» **GOAL OF THE EXERCISE**: Produce a verbatim copy of the lines from the one holding "the wooden support" through the last line of the listing, and nothing else.

......

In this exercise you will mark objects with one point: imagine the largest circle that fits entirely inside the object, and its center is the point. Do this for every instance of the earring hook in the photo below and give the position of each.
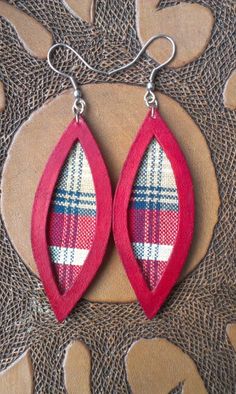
(143, 49)
(66, 75)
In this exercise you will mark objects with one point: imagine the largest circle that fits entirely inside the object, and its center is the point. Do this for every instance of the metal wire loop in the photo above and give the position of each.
(78, 108)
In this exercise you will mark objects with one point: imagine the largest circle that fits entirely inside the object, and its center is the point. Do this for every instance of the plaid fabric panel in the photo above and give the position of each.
(72, 218)
(153, 214)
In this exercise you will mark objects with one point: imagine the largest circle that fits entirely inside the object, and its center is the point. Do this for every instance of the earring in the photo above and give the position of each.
(153, 209)
(72, 211)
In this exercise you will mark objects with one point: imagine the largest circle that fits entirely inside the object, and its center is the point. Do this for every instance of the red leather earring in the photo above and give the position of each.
(72, 211)
(153, 211)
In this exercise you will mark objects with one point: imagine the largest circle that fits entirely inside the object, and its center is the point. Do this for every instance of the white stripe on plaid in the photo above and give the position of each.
(75, 184)
(155, 181)
(155, 252)
(68, 256)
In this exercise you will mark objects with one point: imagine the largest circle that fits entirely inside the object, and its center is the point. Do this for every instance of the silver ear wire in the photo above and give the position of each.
(142, 50)
(149, 97)
(79, 103)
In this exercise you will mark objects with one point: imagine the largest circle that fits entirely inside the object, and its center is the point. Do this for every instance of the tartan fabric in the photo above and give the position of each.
(72, 218)
(153, 214)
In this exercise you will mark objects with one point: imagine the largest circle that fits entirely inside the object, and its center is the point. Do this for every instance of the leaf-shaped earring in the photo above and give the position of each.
(153, 210)
(72, 211)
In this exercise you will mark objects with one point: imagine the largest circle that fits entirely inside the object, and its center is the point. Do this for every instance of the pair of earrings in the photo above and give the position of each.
(152, 211)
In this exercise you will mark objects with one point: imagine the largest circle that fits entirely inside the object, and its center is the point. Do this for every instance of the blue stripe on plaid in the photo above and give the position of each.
(151, 190)
(73, 194)
(153, 213)
(150, 205)
(74, 211)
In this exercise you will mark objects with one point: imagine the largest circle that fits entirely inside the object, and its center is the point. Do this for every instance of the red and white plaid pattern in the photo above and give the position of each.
(153, 214)
(72, 218)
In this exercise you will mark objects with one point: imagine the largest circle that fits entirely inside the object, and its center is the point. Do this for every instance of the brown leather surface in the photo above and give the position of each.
(77, 365)
(18, 379)
(190, 26)
(83, 9)
(156, 366)
(114, 114)
(230, 91)
(231, 332)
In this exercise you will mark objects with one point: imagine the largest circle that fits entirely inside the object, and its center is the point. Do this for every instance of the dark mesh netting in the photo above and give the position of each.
(196, 315)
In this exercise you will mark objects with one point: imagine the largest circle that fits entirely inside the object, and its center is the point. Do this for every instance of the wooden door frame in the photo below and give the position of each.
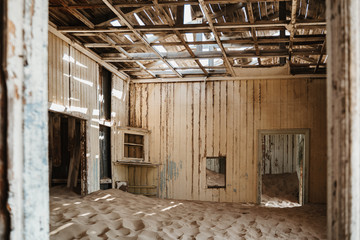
(305, 178)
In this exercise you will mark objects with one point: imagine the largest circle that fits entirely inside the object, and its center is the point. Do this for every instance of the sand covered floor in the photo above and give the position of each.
(114, 214)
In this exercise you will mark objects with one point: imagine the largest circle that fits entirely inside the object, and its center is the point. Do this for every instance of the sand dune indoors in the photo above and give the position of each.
(114, 214)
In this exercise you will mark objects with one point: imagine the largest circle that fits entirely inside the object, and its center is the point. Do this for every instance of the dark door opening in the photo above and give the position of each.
(105, 157)
(282, 168)
(67, 147)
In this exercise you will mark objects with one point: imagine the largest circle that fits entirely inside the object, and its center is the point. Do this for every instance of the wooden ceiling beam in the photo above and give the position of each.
(160, 3)
(112, 44)
(77, 14)
(323, 48)
(302, 40)
(113, 57)
(264, 25)
(179, 18)
(216, 36)
(253, 31)
(107, 22)
(292, 26)
(122, 17)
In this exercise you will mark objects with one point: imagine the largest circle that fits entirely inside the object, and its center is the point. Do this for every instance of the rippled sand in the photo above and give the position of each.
(114, 214)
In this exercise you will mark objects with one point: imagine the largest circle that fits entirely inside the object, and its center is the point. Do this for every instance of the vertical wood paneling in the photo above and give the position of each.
(222, 118)
(73, 84)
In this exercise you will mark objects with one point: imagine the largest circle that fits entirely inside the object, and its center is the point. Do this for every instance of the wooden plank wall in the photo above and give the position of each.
(190, 121)
(73, 90)
(119, 100)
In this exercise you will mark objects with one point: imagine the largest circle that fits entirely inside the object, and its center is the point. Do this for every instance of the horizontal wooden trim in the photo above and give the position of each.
(145, 194)
(143, 186)
(134, 129)
(105, 180)
(134, 144)
(145, 164)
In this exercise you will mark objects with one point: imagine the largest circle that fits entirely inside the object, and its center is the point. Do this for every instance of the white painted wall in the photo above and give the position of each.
(26, 69)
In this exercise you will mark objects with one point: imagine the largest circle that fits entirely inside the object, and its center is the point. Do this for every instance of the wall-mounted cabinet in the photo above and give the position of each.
(134, 144)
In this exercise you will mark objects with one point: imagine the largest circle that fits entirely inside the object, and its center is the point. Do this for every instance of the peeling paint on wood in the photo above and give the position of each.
(343, 98)
(222, 118)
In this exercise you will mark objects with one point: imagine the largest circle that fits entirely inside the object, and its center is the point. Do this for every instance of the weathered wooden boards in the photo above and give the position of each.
(192, 121)
(343, 98)
(4, 185)
(25, 64)
(73, 90)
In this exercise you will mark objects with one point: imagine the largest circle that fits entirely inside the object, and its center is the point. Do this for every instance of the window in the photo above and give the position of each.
(134, 144)
(216, 172)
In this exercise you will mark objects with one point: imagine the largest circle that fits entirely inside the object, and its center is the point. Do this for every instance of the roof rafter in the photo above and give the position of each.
(112, 44)
(266, 25)
(323, 48)
(292, 26)
(253, 31)
(122, 17)
(160, 3)
(217, 38)
(178, 34)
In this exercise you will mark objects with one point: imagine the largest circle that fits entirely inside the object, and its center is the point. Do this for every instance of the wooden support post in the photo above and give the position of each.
(4, 185)
(343, 111)
(282, 16)
(26, 67)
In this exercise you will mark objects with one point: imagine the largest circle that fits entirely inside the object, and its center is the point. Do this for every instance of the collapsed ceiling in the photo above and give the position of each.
(179, 39)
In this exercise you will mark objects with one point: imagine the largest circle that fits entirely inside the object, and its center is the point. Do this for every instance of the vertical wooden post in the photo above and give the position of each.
(4, 214)
(343, 110)
(27, 125)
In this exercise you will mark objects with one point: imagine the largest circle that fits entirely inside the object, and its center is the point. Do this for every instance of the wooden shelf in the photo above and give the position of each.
(146, 164)
(134, 130)
(134, 144)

......

» **RESPONSE TO THIS TASK**:
In this exercise you will mark objects with one point: imagine the largest circle that fits entirely inside the object, and its center is the point. Do this for every instance of the wooden support post in the photo above and give the position of each.
(4, 185)
(343, 111)
(282, 16)
(26, 67)
In this exercise you will mark objects with one point: imagine the largest circle that fits entirely inside the object, and its center is the point. Do this for every instance of the collapsed ceiling in the photo above and give the position of each.
(179, 39)
In this exercise you will mark objects with one point: imagine the largest circle that fits entirely inside the object, and its center is the point. Do this for every instance of the vertical wooden post in the photo above and give the position of each.
(4, 214)
(343, 110)
(27, 125)
In this exercise you will mark objects with one point: imagine the largest circle that fits entirely inside the object, and its center is the point. Do this for every instance of the wooden shelf in the photo above and give the position of each.
(146, 164)
(134, 130)
(134, 144)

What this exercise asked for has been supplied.